* _WHAT IS REQUIRED_:
Output the data in full. Keep every entry exactly as written.

[Dataset entries]

__________

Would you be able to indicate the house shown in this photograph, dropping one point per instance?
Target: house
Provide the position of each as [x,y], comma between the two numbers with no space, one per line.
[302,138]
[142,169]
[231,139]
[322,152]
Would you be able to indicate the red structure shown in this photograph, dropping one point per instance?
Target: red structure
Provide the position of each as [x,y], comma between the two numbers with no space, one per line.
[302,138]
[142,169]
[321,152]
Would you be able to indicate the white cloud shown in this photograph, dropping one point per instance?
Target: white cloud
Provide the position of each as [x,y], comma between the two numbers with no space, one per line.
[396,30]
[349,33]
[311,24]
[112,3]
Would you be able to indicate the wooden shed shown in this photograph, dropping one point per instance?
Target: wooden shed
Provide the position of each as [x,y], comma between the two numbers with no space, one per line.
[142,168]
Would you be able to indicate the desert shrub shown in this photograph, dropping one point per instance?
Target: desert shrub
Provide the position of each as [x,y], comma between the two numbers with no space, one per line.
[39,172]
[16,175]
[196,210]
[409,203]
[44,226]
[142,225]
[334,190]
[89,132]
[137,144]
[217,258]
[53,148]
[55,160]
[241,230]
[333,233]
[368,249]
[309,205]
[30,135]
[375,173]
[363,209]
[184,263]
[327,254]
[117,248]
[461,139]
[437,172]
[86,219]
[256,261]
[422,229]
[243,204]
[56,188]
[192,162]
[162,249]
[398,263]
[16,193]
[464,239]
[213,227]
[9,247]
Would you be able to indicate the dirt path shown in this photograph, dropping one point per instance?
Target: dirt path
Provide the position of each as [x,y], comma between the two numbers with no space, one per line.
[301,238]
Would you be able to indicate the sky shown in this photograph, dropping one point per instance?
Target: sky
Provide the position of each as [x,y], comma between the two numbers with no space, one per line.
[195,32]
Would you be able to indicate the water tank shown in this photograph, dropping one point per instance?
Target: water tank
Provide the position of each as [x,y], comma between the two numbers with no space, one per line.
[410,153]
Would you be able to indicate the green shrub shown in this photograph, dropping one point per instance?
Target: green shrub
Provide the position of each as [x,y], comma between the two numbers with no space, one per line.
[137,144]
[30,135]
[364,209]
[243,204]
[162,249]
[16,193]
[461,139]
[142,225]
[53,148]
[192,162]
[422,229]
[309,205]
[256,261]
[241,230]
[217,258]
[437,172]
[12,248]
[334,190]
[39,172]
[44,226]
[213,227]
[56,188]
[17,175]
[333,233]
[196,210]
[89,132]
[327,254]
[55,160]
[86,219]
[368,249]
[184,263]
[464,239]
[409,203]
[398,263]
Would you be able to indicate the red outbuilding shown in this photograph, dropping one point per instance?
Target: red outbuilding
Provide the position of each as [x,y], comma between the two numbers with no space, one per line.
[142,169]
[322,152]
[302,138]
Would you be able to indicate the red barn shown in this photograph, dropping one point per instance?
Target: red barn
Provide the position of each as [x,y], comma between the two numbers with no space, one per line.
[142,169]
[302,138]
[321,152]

__________

* _REPLY_:
Would you be able to indicate the house shown in this photograph, dropping one point per instance?
Target: house
Provide the position of each as [x,y], comma between the two numbers with no space, one per line.
[302,138]
[142,169]
[231,139]
[322,152]
Would you be able to indicate the red structure shown in this photograph, dropping one point per instance?
Target: red structure
Provide the position of each as [x,y], comma between the two numbers with no space, one per line.
[302,138]
[142,169]
[321,152]
Would you be able to indicate the white cloud shown in this photograph, dropping one point per instance?
Target: white cloud
Provide the position of each as [x,y], comma between the two numbers with no space, one per line.
[396,30]
[349,33]
[311,24]
[112,3]
Would you be able to indicate the wooden shed shown in this photograph, dropping one point per instance?
Target: wooden shed
Provide the position of each as [x,y], comma between the two numbers with no space, one per line.
[142,168]
Would you be able to indicate the desert shrub shown in this photograph, dropping one point per instance?
Target: desert shrub
Provide the position of each as [x,y], comma between the two numbers with no space, one per line.
[39,172]
[16,175]
[196,210]
[409,203]
[44,226]
[142,225]
[334,190]
[89,132]
[137,144]
[217,258]
[53,148]
[55,160]
[241,230]
[333,233]
[368,249]
[309,205]
[30,135]
[375,173]
[363,209]
[184,263]
[327,254]
[117,248]
[461,139]
[437,172]
[86,219]
[256,261]
[422,229]
[243,204]
[56,188]
[192,162]
[162,249]
[398,263]
[16,193]
[464,239]
[213,227]
[9,247]
Would you be able to indicate the dirt path shown in this photograph, dropping one point per instance?
Target: dirt path
Provide the position of each as [x,y], comma between the two numbers with no space, one per line.
[301,238]
Would you be able to indicate the sky shown in this photograph, dropping one point per instance?
Target: sky
Provide the position of each as [x,y], comma between the two numbers with no space, one per line.
[195,32]
Would you be able to indicate the water tank shown in this photograph, dropping one point per instance?
Target: water tank
Provide the position of each as [x,y], comma between the two numbers with no space, one per line.
[410,153]
Would you be able to indicate the green shrub shown in this photograph, dropping one point per instance?
Target: green shrub
Provide the position of each as [x,y], comma between the two numbers with no space, one per line.
[137,144]
[30,135]
[364,209]
[243,204]
[162,249]
[16,193]
[461,139]
[142,225]
[53,148]
[192,162]
[422,229]
[309,205]
[256,261]
[241,230]
[217,258]
[437,172]
[12,248]
[334,190]
[39,172]
[44,226]
[213,227]
[56,188]
[17,175]
[333,233]
[196,210]
[89,132]
[327,254]
[55,160]
[86,219]
[368,249]
[184,263]
[464,239]
[409,203]
[398,263]
Would you be able to indicate the red outbuilding shown in this photograph, dropping one point per instance?
Target: red outbuilding
Provide the position of each as [x,y], comma between the two numbers with no space, one per line.
[142,169]
[322,152]
[302,138]
Would you be able to indicate the red barn shown in this photograph, dropping one point per instance?
Target: red barn
Provide the position of each as [x,y], comma between the two numbers with no space, one per line.
[142,169]
[302,138]
[321,152]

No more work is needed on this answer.